"Chcę budować fundament na betonie, a nie na piasku." - wywiad z Claudio Gallinicą, trenerem Reprezentacji Włoch

Socca Mistrzostwa Świata

"Chcę budować fundament na betonie, a nie na piasku." - wywiad z Claudio Gallinicą, trenerem Reprezentacji Włoch

11 maja 2023, 20:27

Przed rokiem Włosi już na starcie sprawili wielką sensację. Pokonali w swoim pierwszym meczu Mistrzostw Świata faworyzowaną Francję, której ten mecz dość mocno pokrzyżował plany.
Squadra Azzura skradła wiele serc swoją walecznością, a najlepszym potwierdzeniem tych słów jest walka do samego końca, z późniejszym Mistrzami Świata Brazylią, gdzie pomimo rosnącej straty nie było widać spuszczonych głów, pretensji do siebie czy jakiejkolwiek niechęci.
Włosi skradli również i moje serce. Nie tylko powyższym. Italia zawsze kojarzy mi się z kawą, Ferrari i przede wszystkim z Paolo Maldinim i AC Milan. Pogoda w Budapeszcie nas nie rozpieszczała i duża część naszej grupy się pochorowała. Chcąc stanąć na nogi i móc być na meczu Polaków, który był absolutnym priorytetem, byłem zmuszony odpuścić obejrzenie z trybun meczu Włochów. Po meczu od redakcyjnego kolegi Dawida Maraska otrzymałem taki oto filmik...


Serce aż krzepnie, więc złapałem za słownik i internetowe kursy i dziś przedstawiam Wam wywiad z prezesem i trenerem SOCCA Italia, Claudio Gallinicą.
Poniżej oczywiście wersja Polska, ale Włoską znajdziecie na naszej stronie głównej ;)


Dawid Szeluga: Witaj Claudio. Jak dziś Twoje samopoczucie? Jak wyglądają te ostatnie dni przed Mistrzostwami Świata?

• • • •

• _Zadania do wykonania_:
A. Proszę wymienić wszystko, z czym Italia kojarzy się osobie piszącej we wstępie do wywiadu z trenerem reprezentacji Włoch.
B. Proszę kontynuować wywiad z trenerem reprezentacji Włoch, zaczynając bezpośrednio po ostatnim zamieszczonym pytaniu.
Zamieszczony dalej wykaz nie ma żadnego związku z tym tekstem.

• • • •

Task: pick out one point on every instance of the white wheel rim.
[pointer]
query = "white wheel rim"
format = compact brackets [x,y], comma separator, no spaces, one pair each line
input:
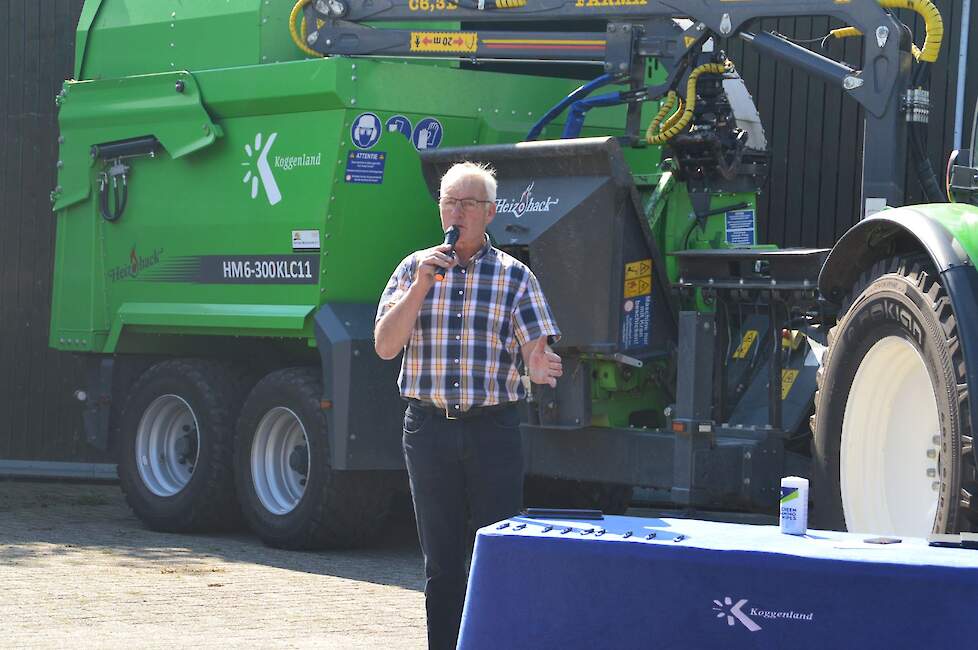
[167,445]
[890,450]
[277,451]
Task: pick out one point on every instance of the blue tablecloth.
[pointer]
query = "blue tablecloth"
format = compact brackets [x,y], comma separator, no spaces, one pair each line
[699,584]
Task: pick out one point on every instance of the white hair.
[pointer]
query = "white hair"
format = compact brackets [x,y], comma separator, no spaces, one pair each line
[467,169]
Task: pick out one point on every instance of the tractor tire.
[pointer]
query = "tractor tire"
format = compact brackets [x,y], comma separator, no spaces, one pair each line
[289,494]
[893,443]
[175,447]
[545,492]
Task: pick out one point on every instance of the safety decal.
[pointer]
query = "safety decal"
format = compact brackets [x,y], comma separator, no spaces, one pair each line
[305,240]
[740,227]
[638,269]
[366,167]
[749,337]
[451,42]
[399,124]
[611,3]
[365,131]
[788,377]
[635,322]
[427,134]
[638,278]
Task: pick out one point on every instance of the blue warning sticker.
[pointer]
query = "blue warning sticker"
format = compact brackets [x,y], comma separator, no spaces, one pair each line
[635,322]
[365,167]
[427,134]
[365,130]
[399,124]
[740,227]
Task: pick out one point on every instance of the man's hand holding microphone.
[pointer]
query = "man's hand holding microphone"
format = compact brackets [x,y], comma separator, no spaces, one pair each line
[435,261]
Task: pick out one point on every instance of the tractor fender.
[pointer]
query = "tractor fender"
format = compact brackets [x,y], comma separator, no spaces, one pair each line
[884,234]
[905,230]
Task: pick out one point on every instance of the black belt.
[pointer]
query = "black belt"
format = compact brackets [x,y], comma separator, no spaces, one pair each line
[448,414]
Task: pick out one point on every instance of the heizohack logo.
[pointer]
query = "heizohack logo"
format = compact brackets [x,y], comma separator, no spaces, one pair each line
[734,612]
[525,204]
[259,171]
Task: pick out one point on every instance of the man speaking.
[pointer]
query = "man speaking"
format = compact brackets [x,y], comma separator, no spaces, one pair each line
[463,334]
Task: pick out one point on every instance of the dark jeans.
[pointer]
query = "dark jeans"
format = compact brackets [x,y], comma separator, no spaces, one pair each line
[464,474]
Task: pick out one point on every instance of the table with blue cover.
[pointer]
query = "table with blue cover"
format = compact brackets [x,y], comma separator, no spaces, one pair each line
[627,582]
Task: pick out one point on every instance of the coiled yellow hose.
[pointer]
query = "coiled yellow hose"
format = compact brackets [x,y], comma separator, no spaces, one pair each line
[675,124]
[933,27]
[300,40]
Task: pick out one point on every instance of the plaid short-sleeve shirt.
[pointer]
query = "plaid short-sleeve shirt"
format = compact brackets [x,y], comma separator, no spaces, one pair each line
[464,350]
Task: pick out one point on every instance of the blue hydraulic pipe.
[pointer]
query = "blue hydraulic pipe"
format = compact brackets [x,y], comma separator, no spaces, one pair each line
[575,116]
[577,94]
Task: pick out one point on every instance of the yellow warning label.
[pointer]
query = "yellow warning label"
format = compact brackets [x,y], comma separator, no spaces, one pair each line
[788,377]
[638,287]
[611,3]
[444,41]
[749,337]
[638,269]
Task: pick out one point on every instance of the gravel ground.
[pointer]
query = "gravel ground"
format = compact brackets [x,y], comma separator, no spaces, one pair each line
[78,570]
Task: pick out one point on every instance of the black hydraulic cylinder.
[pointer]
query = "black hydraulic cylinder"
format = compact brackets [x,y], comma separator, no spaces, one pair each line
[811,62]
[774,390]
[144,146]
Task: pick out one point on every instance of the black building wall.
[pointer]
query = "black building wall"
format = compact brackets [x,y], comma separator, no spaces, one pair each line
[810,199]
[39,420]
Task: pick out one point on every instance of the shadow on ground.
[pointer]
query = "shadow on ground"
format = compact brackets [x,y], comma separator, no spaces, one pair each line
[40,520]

• • • •

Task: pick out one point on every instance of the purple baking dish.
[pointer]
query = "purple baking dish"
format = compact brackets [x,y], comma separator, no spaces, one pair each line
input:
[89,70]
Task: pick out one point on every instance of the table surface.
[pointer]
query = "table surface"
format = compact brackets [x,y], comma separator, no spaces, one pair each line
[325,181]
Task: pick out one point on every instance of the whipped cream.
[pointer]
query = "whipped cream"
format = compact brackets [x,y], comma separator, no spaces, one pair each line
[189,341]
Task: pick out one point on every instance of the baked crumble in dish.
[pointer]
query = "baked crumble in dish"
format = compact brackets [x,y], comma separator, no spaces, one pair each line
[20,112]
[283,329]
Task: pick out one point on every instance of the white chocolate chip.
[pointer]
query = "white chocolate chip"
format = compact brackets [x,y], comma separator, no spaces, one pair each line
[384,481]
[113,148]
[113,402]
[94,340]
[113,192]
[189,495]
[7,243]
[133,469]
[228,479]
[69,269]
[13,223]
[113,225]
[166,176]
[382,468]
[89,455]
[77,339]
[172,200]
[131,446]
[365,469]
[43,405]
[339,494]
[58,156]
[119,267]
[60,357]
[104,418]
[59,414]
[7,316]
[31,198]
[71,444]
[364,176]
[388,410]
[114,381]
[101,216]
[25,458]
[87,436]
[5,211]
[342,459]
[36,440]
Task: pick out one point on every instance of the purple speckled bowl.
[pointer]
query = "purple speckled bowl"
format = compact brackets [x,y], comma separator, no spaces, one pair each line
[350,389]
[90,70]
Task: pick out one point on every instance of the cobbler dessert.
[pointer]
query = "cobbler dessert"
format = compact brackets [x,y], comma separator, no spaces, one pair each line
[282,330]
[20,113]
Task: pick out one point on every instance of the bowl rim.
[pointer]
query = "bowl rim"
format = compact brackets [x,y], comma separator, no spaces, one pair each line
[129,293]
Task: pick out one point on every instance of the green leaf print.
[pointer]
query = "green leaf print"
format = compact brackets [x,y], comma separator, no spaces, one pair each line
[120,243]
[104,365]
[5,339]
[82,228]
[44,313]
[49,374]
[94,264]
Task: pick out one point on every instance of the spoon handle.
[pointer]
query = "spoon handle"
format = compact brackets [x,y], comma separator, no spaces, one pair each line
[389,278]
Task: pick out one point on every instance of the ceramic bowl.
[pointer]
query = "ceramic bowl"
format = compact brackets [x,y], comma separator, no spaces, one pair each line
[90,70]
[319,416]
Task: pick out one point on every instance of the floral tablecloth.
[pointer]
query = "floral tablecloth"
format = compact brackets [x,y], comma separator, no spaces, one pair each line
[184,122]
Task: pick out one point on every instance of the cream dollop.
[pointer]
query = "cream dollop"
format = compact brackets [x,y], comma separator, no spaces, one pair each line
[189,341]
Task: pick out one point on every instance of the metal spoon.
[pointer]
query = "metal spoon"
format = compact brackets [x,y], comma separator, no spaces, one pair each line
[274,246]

• • • •

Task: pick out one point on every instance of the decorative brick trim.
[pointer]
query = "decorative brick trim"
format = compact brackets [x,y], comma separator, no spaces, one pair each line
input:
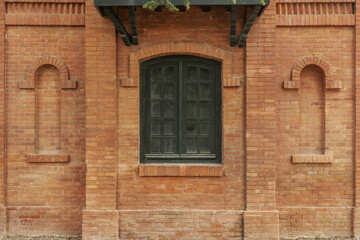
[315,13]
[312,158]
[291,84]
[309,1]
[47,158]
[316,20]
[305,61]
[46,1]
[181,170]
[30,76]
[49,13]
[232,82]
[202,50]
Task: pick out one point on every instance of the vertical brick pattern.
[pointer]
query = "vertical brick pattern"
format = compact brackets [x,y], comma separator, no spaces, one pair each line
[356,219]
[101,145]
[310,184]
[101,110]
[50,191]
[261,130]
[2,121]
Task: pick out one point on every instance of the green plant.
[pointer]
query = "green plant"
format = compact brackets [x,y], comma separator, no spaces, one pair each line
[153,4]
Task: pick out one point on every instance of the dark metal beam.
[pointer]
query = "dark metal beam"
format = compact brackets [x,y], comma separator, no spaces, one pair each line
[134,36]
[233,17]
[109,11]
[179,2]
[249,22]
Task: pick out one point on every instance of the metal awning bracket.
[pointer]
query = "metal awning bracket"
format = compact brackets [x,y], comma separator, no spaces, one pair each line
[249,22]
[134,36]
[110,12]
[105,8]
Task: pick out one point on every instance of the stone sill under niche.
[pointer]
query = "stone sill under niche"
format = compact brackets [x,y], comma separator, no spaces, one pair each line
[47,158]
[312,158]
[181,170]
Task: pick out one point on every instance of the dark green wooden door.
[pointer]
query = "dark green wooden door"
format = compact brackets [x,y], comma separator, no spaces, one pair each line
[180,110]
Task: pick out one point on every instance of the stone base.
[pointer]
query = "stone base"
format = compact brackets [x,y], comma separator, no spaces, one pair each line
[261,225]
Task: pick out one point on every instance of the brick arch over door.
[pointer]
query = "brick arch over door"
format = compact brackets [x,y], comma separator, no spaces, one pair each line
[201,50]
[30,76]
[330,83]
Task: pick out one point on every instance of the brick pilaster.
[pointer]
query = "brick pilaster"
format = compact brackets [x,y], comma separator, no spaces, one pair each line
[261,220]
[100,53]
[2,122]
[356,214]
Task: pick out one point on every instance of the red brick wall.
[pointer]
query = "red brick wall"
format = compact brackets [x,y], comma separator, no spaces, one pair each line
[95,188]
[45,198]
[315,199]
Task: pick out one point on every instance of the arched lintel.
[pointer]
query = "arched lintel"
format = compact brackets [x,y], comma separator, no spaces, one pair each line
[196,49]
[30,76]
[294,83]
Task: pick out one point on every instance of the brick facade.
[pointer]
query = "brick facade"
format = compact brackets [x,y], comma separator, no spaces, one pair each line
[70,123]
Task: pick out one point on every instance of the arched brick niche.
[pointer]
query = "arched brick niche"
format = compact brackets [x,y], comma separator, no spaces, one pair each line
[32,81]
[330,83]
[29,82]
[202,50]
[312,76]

• • • •

• _Wyniki zadań_:
A. Kawa, Ferrari, Paolo Maldini, AC Milan.

B.
Claudio Gallinica: Moi zawodnicy są entuzjastycznie nastawieni i zmotywowani do tego turnieju. Te ostatnie kilka dni to dni przygotowań i niecierpliwości

DS: Socca pomimo, że jest coraz bardziej popularna, to nie jest to jeszcze sport bardzo medialny.
Chciałbym przybliżyć Ciebie polskim fanom socca i poprosiłbym byś opowiedział nam od kiedy jesteś trenerem, czy sam grałeś kiedyś w piłkę, od kiedy jesteś selekcjonerem reprezentacji Włoch i może masz jeszcze coś więcej do dodania :D
CG: W piłkę nożną gram od czwartego roku życia. Potem byłem prezesem i trenerem drużyn futsalowych. Dopiero w zeszłym roku przejąłem Socca Italia i myślę, że jak na pierwsze podejście poszło nam całkiem nieźle. Teraz jesteśmy już drugi rok na Mistrzostwach Świata i chcemy wypaść jeszcze lepiej. Ciągle pracujemy nad tym, by coraz bardziej się rozwijać.

DS: Na jakim poziomie były te drużyny futsalowe?
CG: Trenowałem drużyny Serie A i Serie A2 (odpowiednik drugiej ligi. Przyp. Red.) i miałem szkółkę piłkarską, w której było ponad 200 dzieci
A przede wszystkim miałem to szczęście, że mogłem trenować dwóch moich synów, Giuseppe i Allesandro

zdjęcie: Socca Italia


DS: Czy istnieją u was rozgrywki socca, w których masz okazje obserwować zawodników?
CG: Organizuję turnieje we wszystkich regionach Włoch, od północy po południe, aby mieć możliwość obserwacji jak największej liczby zawodników i spróbować stworzyć najlepszą drużynę, która będzie nas reprezentować na Mistrzostwach Świata.

DS: Ile drużyn bierze udział w takich turniejach i ile one trwają?
CG: Ogólnie rzecz biorąc, w każdym regionie, w którym organizuję turnieje, jest osiem drużyn, a każdy turniej trwa dwa dni

DS: Byliście jedną z pierwszych reprezentacji, które przedstawiły swój skład na zbliżający się turniej. Kilku zawodników pamiętam z Budapesztu. Ilu nowych zawodników dostało się do zespołu dzięki tym turniejom?
CG: Chciałem zachować bazę z Budapesztu, aby móc pracować z grupą, która już się zna i wie, czego od nich oczekuję. Na tym mundialu będzie czterech nowych zawodników. Chcę zbudować grupę, która przetrwa przez lata.
Chcę budować fundament na betonie, a nie na piasku. Priorytetem jest mieć zespół, który się zna i jest ze sobą związany, bo wygrywa się najpierw w szatni, a potem na boisku
.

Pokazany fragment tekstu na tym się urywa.